Supplied data -
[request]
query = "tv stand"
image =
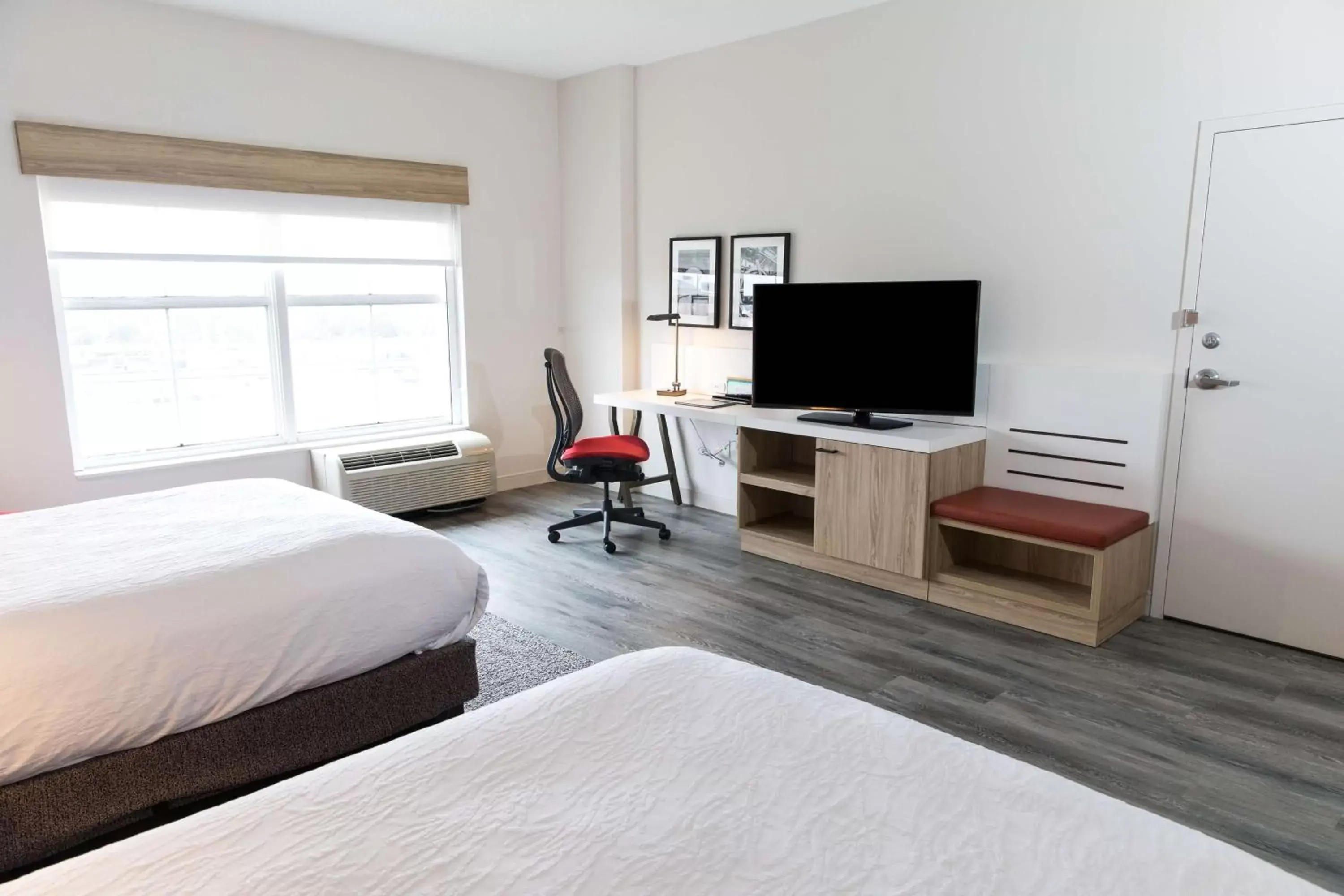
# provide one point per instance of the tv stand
(861, 420)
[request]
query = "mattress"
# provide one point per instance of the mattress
(674, 771)
(132, 618)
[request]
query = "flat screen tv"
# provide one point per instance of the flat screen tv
(866, 349)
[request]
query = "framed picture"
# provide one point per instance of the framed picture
(757, 258)
(694, 289)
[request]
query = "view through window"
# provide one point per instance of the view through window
(199, 319)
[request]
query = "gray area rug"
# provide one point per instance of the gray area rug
(511, 659)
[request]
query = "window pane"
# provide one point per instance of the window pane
(365, 280)
(361, 365)
(332, 353)
(410, 350)
(97, 228)
(123, 280)
(123, 381)
(222, 359)
(152, 379)
(323, 237)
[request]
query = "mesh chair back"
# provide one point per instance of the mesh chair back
(562, 390)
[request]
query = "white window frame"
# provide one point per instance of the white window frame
(277, 306)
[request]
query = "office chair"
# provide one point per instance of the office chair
(605, 458)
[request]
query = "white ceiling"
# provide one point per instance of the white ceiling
(550, 38)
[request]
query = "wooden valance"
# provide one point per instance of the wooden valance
(112, 155)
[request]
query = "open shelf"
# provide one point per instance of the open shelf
(795, 478)
(789, 528)
(1018, 585)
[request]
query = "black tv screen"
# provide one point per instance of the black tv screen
(893, 349)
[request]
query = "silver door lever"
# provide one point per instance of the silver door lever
(1209, 378)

What you are asked to do -
Write out each line again precisely as it appears, skipping every picture.

Correct result -
[request]
query = "tv stand"
image =
# provide one point per instance of the tv stand
(861, 420)
[request]
query = "mattress"
# provide one point per instance of the mattress
(674, 771)
(132, 618)
[request]
query = "flat screen tv"
# provide one point per instance of the flat screen tv
(866, 349)
[request]
query = "framed picture"
# provide one point per instance of the framed picture
(757, 258)
(694, 289)
[request]
query = "view through window"
# provide one point per instance of the view through window
(199, 319)
[request]
query = "gray area rug"
# provide one point per instance of the gray area rug
(511, 659)
[request]
query = "window pane"
# provide one point per instance of the window pane
(365, 280)
(361, 365)
(332, 353)
(410, 350)
(97, 228)
(123, 280)
(123, 381)
(222, 359)
(152, 379)
(323, 237)
[request]
query = "mesh chair back"
# provide one point per instance of the mesh chair back
(562, 390)
[request]
query = "white window frame"
# provide one point per instance of the white window frame
(277, 306)
[request]
query = "office chair"
# provide one point per instance of the office chair
(605, 458)
[request]
query = "white ceiling"
# provide one point per instance of the white ceiling
(550, 38)
[request]
query = "wooden valance"
# provide one point per instance of the wooden valance
(112, 155)
[request]
query = "open shelf"
# provide one point per instance of the open shelf
(795, 478)
(789, 528)
(1018, 585)
[request]
query = "black tv screen"
# provide one point per instance of the black tv screen
(893, 349)
[request]
query = "silver door lever"
# provide one point per instance of the silver door lever
(1209, 378)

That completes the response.